_Work instruction_: Below are the records; repeat them in full, exactly.

_Data items_:
────

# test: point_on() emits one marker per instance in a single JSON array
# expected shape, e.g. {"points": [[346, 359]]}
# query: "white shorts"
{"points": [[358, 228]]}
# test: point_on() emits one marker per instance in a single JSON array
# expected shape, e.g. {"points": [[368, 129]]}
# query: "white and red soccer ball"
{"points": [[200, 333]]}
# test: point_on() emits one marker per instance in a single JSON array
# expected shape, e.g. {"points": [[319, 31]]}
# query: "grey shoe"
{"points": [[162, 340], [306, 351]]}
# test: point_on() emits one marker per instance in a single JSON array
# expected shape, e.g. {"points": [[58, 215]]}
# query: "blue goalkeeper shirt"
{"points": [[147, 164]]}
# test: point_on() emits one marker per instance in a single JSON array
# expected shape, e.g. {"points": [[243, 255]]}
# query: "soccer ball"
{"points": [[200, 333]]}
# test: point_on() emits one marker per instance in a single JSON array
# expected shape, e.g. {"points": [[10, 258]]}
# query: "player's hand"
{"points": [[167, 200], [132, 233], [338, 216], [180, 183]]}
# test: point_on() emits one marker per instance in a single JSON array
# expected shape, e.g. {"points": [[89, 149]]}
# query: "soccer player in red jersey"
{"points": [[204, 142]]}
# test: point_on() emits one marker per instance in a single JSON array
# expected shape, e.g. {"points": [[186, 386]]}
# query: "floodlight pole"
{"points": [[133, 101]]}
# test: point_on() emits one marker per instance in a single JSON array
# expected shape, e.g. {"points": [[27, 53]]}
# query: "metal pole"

────

_Response to the task_:
# test: point_on() emits one marker per instance in a single JSON array
# expected shape, e.g. {"points": [[346, 359]]}
# query: "white shorts"
{"points": [[358, 228]]}
# test: point_on() emits one marker per instance in a single JSON array
# expected shape, e.g. {"points": [[368, 129]]}
# query: "white and red soccer ball"
{"points": [[200, 333]]}
# test: point_on() emits one marker per instance in a single JSON array
# expected shape, e.g. {"points": [[319, 31]]}
# query: "grey shoe"
{"points": [[162, 340], [306, 351]]}
# test: point_on() emits one marker per instance in a single JSON array
# expected shape, e.g. {"points": [[58, 215]]}
# query: "blue goalkeeper shirt"
{"points": [[147, 164]]}
# test: point_on() emits one marker per instance in a single JSON array
# expected shape, e.g. {"points": [[243, 255]]}
# query: "soccer ball"
{"points": [[200, 333]]}
# test: point_on() emits one marker per instance in a single JSON array
# expected shape, e.g. {"points": [[10, 258]]}
# query: "player's hand"
{"points": [[167, 200], [132, 233], [338, 216], [180, 183]]}
# test: point_on() emits one marker per instance in a single JSON array
# expected shape, e.g. {"points": [[89, 149]]}
# query: "soccer player in red jersey"
{"points": [[204, 142]]}
# test: point_on() emits one marker per instance in a single JSON array
# expected shape, e.g. {"points": [[186, 386]]}
# query: "floodlight pole"
{"points": [[133, 101]]}
# test: point_on() emits one marker per instance in a single JSON array
# expected shape, e.g. {"points": [[27, 53]]}
# query: "metal pole"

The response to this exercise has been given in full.